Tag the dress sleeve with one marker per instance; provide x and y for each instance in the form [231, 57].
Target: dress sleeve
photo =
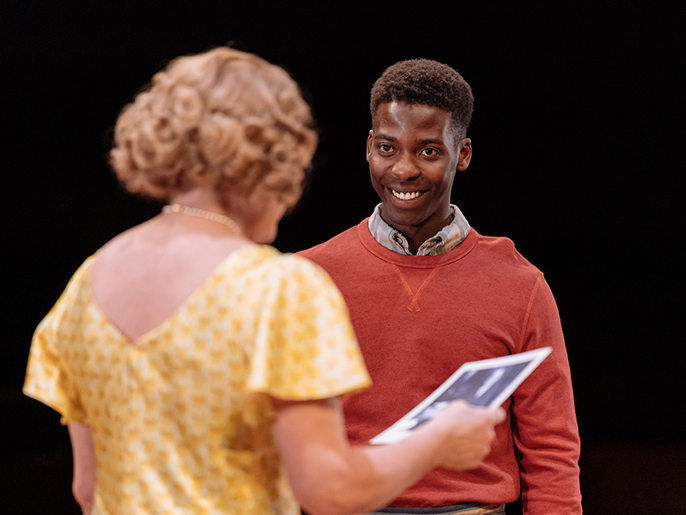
[544, 418]
[48, 377]
[305, 347]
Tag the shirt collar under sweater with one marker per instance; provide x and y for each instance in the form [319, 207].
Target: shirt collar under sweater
[444, 241]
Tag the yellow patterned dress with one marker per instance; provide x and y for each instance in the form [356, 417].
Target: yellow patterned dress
[180, 417]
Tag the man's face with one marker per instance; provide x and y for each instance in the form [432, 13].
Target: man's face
[413, 156]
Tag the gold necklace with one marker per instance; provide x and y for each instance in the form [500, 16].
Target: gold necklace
[203, 213]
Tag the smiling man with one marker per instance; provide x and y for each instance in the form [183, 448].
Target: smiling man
[427, 293]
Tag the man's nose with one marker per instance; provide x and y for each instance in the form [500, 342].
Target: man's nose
[405, 167]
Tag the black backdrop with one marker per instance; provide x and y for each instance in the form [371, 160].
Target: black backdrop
[578, 139]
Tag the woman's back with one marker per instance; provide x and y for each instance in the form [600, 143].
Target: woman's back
[141, 277]
[179, 417]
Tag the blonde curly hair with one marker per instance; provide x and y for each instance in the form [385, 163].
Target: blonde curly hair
[216, 119]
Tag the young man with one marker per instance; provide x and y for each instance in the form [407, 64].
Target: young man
[427, 293]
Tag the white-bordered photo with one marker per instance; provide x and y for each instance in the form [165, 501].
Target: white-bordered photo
[488, 382]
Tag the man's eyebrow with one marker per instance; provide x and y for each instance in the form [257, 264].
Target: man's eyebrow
[431, 142]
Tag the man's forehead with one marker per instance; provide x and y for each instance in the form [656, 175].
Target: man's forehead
[404, 116]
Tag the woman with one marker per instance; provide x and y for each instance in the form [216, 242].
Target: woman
[191, 362]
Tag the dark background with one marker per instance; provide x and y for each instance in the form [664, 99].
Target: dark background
[578, 138]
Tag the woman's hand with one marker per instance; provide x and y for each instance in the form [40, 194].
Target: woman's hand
[83, 484]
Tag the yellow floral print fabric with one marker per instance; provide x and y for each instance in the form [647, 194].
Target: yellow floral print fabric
[181, 418]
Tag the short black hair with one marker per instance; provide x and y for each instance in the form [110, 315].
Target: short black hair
[427, 82]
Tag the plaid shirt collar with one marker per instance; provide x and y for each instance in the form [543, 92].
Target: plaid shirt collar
[444, 241]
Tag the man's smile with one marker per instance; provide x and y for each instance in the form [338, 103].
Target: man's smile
[406, 195]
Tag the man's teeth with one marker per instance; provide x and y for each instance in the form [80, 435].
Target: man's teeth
[407, 195]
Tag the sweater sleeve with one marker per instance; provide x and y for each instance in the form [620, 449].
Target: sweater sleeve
[543, 416]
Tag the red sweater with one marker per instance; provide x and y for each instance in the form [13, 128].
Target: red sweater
[418, 318]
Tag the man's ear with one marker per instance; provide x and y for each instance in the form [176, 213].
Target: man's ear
[370, 139]
[465, 155]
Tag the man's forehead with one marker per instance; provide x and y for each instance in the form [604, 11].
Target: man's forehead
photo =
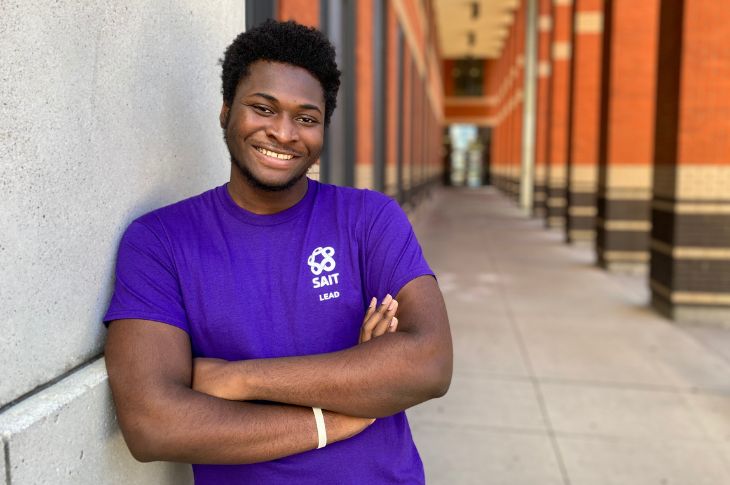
[283, 79]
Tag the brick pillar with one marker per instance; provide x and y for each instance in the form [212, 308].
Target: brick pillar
[364, 95]
[542, 128]
[584, 120]
[560, 59]
[690, 237]
[627, 134]
[517, 106]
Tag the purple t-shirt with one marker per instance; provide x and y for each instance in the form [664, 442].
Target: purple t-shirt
[248, 286]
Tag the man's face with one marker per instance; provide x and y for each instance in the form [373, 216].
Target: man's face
[274, 128]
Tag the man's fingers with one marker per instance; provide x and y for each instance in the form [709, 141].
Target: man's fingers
[371, 308]
[383, 325]
[368, 314]
[377, 322]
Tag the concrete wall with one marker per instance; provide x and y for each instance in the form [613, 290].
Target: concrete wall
[108, 111]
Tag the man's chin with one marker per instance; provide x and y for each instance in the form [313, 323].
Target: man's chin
[269, 185]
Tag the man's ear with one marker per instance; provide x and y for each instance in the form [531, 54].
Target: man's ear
[225, 111]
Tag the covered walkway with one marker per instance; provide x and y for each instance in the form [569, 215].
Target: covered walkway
[562, 373]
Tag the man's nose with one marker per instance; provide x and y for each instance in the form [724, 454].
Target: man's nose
[283, 129]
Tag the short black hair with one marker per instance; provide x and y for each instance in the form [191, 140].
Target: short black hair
[286, 42]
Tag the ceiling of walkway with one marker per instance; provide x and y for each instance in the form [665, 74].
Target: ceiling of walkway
[474, 28]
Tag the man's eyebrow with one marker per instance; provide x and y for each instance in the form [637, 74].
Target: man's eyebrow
[274, 100]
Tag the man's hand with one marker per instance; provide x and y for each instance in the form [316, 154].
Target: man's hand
[379, 319]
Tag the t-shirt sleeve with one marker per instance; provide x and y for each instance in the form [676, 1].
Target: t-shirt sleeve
[146, 284]
[393, 256]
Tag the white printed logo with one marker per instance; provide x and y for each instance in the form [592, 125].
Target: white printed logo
[327, 262]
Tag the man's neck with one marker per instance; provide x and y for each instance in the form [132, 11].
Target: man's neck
[261, 201]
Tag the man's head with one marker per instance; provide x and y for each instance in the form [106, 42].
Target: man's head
[287, 43]
[280, 83]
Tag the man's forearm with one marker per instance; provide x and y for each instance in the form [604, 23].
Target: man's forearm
[190, 427]
[378, 378]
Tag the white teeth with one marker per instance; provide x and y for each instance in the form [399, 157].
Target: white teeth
[280, 156]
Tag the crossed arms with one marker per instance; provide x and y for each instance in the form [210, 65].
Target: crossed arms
[169, 411]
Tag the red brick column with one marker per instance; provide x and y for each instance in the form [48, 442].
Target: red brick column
[542, 128]
[690, 237]
[303, 11]
[627, 134]
[561, 52]
[518, 33]
[584, 120]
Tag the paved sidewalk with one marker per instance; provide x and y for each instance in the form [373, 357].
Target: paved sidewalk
[562, 374]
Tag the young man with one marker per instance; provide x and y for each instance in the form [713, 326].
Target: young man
[238, 314]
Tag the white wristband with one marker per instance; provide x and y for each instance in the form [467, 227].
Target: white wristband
[321, 430]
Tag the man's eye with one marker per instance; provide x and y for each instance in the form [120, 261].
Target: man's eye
[261, 109]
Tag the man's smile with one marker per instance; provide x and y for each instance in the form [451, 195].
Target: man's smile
[271, 153]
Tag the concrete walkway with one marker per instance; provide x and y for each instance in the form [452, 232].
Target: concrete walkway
[562, 374]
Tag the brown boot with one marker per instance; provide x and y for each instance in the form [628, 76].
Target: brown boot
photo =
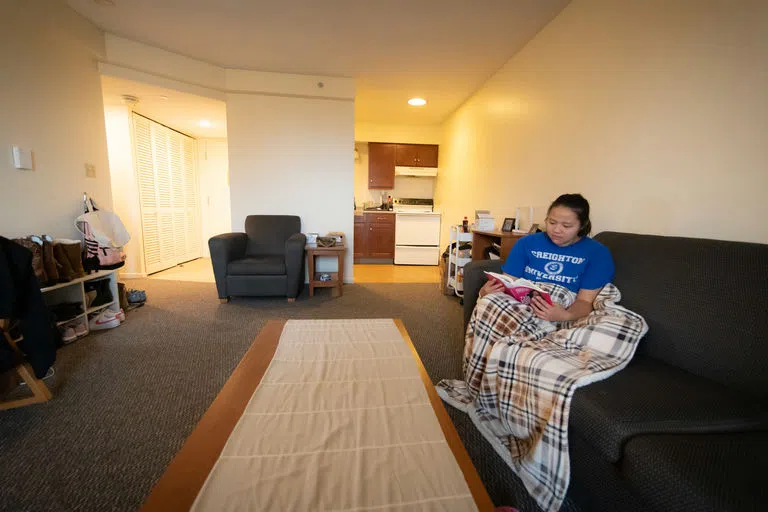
[65, 267]
[49, 261]
[72, 250]
[37, 259]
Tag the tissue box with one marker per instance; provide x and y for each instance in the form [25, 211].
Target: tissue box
[484, 220]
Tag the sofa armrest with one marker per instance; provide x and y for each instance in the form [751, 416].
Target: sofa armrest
[225, 248]
[474, 279]
[294, 263]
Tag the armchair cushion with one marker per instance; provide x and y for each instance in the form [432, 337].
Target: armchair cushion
[267, 233]
[257, 265]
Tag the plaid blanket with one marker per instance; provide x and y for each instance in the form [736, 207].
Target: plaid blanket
[521, 373]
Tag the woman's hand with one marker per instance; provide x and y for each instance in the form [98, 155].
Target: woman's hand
[492, 286]
[552, 312]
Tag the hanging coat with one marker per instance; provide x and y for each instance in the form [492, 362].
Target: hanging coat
[21, 299]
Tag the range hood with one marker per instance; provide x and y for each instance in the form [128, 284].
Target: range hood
[424, 172]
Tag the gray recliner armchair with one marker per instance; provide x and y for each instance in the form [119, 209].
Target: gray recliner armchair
[266, 260]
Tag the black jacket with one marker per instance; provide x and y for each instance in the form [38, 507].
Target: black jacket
[21, 299]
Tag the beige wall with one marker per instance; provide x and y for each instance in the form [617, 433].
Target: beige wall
[50, 99]
[405, 134]
[656, 111]
[293, 156]
[214, 189]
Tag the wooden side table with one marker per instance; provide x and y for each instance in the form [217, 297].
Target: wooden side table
[337, 278]
[481, 240]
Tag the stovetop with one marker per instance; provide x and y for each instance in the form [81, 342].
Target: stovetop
[411, 201]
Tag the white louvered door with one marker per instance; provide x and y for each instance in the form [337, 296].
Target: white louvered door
[168, 195]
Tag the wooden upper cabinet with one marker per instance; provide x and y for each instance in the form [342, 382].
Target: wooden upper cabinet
[416, 155]
[381, 165]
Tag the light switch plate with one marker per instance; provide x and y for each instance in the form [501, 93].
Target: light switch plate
[22, 158]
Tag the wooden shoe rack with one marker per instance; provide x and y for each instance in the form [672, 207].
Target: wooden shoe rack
[74, 291]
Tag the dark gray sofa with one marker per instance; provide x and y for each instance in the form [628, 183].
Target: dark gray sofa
[266, 260]
[684, 427]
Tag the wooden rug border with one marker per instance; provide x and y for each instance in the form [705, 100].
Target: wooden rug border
[182, 480]
[187, 472]
[476, 487]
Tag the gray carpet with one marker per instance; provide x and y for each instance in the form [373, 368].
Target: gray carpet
[126, 399]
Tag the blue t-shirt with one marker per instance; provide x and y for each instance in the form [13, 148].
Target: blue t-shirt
[586, 264]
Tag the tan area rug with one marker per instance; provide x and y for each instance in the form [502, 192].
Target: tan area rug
+++++
** YOUR TASK **
Rewrite the data starting at the line containing "Tag the gray carpet" and ending at the end of the data, replacing "tan area rug" with "beige area rug" and changing nothing else. Give only those lines.

** RESPONSE **
Tag the gray carpet with one marker per instance; provide x and y for each instance in the form [373, 368].
Target: gray carpet
[126, 399]
Tag the blue t-shirt with one marker per instance; provide x and y for each instance in the form [13, 148].
Target: blue t-shirt
[586, 264]
Tag the beige area rug with one marker per instance; provide x and y for each instance in the form [502, 192].
Target: beige area rug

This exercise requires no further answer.